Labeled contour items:
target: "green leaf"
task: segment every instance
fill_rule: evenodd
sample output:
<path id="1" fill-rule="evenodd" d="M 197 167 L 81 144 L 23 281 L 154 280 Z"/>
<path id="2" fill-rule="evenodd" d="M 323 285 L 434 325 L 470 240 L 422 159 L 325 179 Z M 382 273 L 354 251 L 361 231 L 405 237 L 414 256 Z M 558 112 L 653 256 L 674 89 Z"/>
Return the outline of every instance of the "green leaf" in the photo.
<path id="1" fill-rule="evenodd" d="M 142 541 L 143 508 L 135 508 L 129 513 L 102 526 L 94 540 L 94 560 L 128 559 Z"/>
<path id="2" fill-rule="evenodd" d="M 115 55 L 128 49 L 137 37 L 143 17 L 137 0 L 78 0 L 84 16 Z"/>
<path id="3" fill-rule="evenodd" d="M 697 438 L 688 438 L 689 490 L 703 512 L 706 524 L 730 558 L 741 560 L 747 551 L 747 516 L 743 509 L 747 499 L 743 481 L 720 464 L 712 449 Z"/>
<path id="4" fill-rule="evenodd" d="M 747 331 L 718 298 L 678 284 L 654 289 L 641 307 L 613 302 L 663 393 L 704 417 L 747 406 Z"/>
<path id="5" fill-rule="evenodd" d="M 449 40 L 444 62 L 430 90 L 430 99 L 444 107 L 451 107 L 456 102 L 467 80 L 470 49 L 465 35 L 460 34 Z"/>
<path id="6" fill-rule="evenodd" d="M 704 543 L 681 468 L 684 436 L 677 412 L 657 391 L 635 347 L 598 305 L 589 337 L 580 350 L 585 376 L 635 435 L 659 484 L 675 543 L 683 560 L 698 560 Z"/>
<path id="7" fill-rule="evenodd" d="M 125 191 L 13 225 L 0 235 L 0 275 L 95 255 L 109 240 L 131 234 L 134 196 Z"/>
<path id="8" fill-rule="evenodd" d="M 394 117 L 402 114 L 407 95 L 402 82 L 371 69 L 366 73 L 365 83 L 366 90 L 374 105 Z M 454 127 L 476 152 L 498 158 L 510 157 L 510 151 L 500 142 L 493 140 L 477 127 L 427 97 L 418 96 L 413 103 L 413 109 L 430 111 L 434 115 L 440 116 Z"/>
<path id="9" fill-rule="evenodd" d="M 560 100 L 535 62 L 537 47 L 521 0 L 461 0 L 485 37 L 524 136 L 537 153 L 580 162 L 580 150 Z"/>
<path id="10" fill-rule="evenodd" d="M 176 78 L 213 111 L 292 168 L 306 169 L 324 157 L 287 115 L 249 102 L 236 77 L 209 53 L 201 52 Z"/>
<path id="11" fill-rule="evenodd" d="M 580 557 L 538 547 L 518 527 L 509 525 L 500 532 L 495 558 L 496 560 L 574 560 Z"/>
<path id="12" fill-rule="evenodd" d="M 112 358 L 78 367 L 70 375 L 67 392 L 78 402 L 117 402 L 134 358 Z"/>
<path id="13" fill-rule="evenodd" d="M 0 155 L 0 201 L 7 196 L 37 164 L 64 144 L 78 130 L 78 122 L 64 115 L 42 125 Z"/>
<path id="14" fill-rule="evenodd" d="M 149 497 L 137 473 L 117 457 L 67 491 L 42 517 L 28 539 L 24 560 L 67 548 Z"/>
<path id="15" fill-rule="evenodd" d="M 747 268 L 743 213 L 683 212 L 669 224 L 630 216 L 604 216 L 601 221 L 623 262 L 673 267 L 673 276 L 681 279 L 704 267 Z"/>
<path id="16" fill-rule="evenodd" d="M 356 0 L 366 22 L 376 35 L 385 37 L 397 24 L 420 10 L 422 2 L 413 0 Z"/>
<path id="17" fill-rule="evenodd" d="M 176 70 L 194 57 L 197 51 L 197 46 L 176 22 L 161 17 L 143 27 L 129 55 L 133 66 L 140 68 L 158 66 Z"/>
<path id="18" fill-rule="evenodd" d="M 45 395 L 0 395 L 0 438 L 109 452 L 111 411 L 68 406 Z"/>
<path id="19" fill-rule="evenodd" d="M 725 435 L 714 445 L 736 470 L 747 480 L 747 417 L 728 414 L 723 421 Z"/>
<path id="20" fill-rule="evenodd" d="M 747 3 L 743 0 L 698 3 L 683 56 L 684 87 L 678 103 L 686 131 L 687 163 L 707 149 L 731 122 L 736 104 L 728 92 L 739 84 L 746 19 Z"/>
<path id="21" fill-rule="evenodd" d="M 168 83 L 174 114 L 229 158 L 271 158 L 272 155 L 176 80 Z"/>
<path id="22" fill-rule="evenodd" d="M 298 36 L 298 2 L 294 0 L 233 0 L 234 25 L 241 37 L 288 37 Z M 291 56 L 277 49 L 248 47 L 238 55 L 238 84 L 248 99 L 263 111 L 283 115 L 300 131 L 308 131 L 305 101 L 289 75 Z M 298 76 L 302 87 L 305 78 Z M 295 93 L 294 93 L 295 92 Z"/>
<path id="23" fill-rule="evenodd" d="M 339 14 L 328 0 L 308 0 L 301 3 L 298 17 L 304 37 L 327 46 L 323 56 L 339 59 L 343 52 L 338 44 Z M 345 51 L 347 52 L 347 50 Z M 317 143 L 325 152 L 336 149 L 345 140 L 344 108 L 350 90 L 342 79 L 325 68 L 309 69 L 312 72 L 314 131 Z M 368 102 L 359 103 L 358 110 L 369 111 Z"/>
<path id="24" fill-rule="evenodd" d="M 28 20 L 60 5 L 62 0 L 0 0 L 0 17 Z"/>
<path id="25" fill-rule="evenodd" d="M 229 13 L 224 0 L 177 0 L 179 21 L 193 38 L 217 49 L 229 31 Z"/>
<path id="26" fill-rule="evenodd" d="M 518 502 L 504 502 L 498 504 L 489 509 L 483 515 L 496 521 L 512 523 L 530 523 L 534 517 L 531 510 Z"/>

— Task prompt —
Output everything from the first line of the items above down through the line containing "697 438 L 688", both ends included, reproducing every line verbatim.

— Solved exercise —
target: "green leaf"
task: segment every instance
fill_rule: evenodd
sample output:
<path id="1" fill-rule="evenodd" d="M 197 167 L 81 144 L 23 281 L 154 280 Z"/>
<path id="2" fill-rule="evenodd" d="M 323 285 L 434 325 L 470 240 L 422 159 L 325 179 Z M 382 273 L 354 251 L 361 231 L 405 237 L 414 256 Z M 558 112 L 653 256 L 674 89 Z"/>
Return the outline of every instance of the "green leaf" in the photo.
<path id="1" fill-rule="evenodd" d="M 142 541 L 143 508 L 135 508 L 129 513 L 102 526 L 94 540 L 94 560 L 128 559 Z"/>
<path id="2" fill-rule="evenodd" d="M 115 55 L 128 49 L 137 37 L 143 17 L 137 0 L 78 0 L 84 16 Z"/>
<path id="3" fill-rule="evenodd" d="M 697 438 L 688 438 L 689 490 L 703 512 L 706 524 L 730 558 L 741 560 L 747 551 L 747 516 L 743 509 L 747 499 L 743 481 L 720 464 L 712 449 Z"/>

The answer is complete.